::: Excerpted passage

Jump to content

Machine Learning Build

Hello All,

 

This is my first post to the forum, so please take it easy on me. I recently bought a 2006 Mac Pro (bought it for a $1). The unit has a bad motherboard in it, so most of the components are either too old or not worth reusing. It did however have 2 Xeon processors inside, I plan on using for a later project. The parts I plan in reusing are the case itself, the power supply 980 Watts, and the fans. The rest is junk

 

Here's my idea:

I want to build a Machine Learning Box that I can use for my Master program. I want to use it to train models, be used in some neural net applications (training/testing), things like that. I have been looking all over the internet, for tips and guides on what makes the best bang for your buck machine. I have used some gaming builds as a starting point, then tweaking to my use case. The machine will run Ubuntu 14.04 or 15.04 primarily with possible dual boot support for Windows.

 

------------------------------------------------------------------------------------------------------------------------------------------------------------------------------------------------------------------

 

Build Requirements:

 

Intel Chip: i7 or Xeon (Based on the total budget for the project I believe i7 is the only option)

 

NVIDIA GPU(s): For the initial build phase I will buy 1 GPU, with the intention of buying a second down the road. Thus SLI is important. Plus the developer support with DIGITS, CUDA cores, etc are important.

 

Supporting Motherboard: Ideally having a motherboard that would drop into the Mac Pro case would be AWESOME! But I am almost certain some mods to the case will have to be made. Also, having fast I/O, PCI expandability, and M.2 support are feature requests.

 

 

Somethings I found that should be important for this build include:

 PCI Express Lanes

    -> I believe that 40 lanes is a requirement because I plan on having 2 GPU's (Not sure yet which NVIDIA card I want yet), and I would like the lanes to be divided equally between the 2 GPU's (16x16). That way I avoid any possible bottlenecks.

 

 RAM

   -> From what I have read for this use case, it is best to have enough RAM (memory) to hold entire datasets. My plan is to start with 32 GB initially, then move up to 64 GB and a step 2, then possible to 128 GB as a step 3. So expanding RAM is important. At the time of writing this I believe that quad-chanel Memory is the way to go, the benefit being speed. What do you guys think?

 

M.2

   -> I want the system to be extremely fast. I would like to use a M.2 solution for holding the OS (Ubuntu), and OS related file, and applications. All the datasets will be held in Secondary Storage (Western Digital Red Hard Drive)

 

 

Question I have:

 

1) When deciding in a CPU, should I go with more cores and a slower clock? Or fewer cores and a higher clock? (Based on this use case)

 

2) Does my assumptions for PCI Express Lanes hold true? Would there be a bottleneck if 1 GPU is getting 16 lanes and the other is getting 8?

 

3) Is there any guides that you guys know of that I could follow? 

 

4) What NVIDIA GPU's have the best SLI support? Or which GPU have been found to work best in this use case? (I know Titan X is great, but please keep the budget in mind)

 

5) Do you guys have any suggestions on the build?

 

Summary

 

I have made 2 different PC Part Picker lists that can be found at:

https://pcpartpicker.com/user/sprichard/saved/#view=8TXRBm

They are listed under the "Mac Pro $1000 Build" and "Mac Pro $1500 Build"

::::::
::: Records for the exercise

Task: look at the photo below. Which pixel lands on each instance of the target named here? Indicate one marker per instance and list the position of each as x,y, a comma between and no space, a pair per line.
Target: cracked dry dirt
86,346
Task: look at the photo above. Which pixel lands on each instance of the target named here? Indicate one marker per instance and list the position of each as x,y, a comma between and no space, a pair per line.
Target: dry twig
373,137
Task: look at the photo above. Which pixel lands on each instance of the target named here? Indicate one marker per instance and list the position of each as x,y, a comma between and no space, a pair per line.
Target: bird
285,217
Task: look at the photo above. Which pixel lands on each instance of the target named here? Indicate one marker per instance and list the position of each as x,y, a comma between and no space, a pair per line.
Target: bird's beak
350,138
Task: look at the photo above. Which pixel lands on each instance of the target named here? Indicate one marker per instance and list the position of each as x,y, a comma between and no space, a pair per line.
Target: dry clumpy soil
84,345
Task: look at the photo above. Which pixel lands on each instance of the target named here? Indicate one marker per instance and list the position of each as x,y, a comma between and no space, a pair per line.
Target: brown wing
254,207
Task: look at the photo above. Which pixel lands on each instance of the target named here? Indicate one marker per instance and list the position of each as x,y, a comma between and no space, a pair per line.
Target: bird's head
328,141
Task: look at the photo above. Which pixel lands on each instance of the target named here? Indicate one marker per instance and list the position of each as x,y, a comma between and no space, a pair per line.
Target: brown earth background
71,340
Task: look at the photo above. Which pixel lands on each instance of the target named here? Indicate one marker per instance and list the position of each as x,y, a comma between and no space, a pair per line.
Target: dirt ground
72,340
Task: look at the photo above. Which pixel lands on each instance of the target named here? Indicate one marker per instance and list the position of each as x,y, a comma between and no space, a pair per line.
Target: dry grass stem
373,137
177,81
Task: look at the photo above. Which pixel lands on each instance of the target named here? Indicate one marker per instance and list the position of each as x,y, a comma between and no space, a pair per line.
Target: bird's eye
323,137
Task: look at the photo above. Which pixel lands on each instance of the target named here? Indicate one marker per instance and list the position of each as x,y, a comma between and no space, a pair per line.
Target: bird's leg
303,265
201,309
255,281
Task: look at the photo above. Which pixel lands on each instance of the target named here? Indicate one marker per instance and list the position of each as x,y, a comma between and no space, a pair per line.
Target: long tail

::::::
::: Records for the exercise

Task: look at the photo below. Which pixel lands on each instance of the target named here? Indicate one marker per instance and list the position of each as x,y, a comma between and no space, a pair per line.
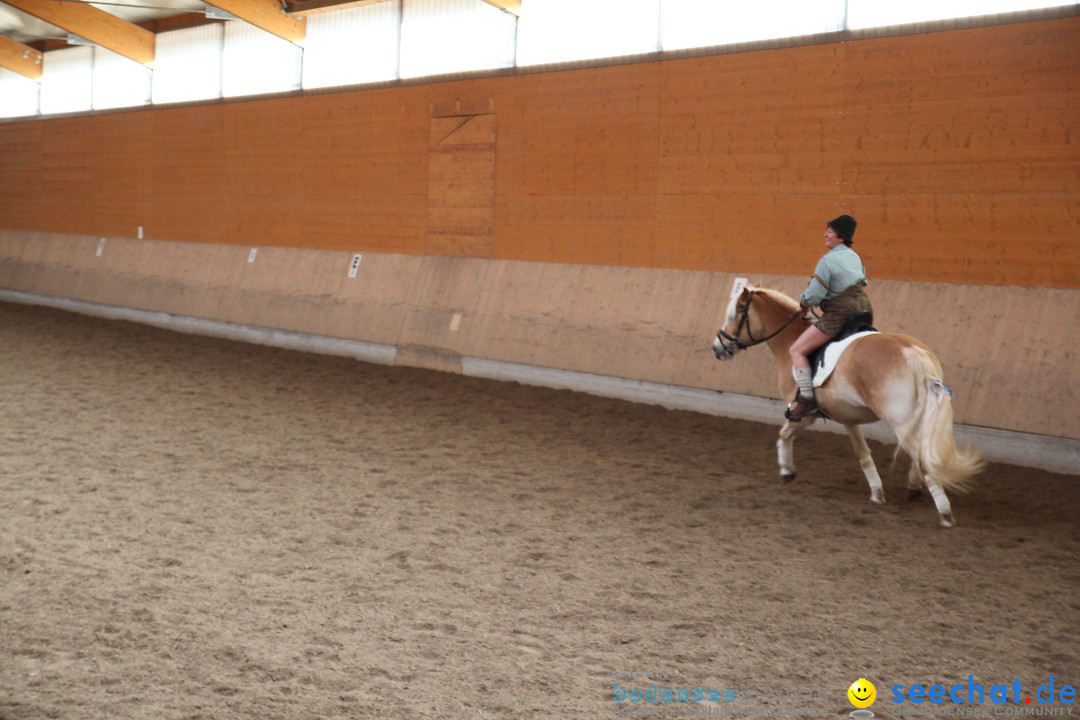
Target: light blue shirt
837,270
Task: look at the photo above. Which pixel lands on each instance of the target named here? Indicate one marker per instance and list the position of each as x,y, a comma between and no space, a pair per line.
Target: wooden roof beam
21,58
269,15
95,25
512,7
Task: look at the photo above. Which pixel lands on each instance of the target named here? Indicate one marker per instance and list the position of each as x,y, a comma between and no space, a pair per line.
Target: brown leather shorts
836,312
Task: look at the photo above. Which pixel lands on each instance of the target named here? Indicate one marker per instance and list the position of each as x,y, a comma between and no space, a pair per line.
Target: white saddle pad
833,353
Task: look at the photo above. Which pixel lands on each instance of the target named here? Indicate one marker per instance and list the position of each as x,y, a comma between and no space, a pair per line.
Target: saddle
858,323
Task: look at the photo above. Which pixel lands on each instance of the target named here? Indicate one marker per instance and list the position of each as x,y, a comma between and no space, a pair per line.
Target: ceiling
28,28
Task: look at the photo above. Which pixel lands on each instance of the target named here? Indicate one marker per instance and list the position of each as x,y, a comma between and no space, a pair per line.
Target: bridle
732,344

::::::

» Actions to take:
**1.** Answer these questions about the forum post on the machine learning build:
(a) How much did the poster pay for the 2006 Mac Pro?
(b) Which operating system will the machine primarily run?
(c) Where will the datasets be held?
**2.** Count the lines of the records that contain the string "dirt" and give only the number.
The forum post and the records have no connection to each other.

» Set of answers:
**1.**
(a) $1.
(b) Ubuntu 14.04 or 15.04.
(c) In secondary storage, on a Western Digital Red hard drive.

**2.** 2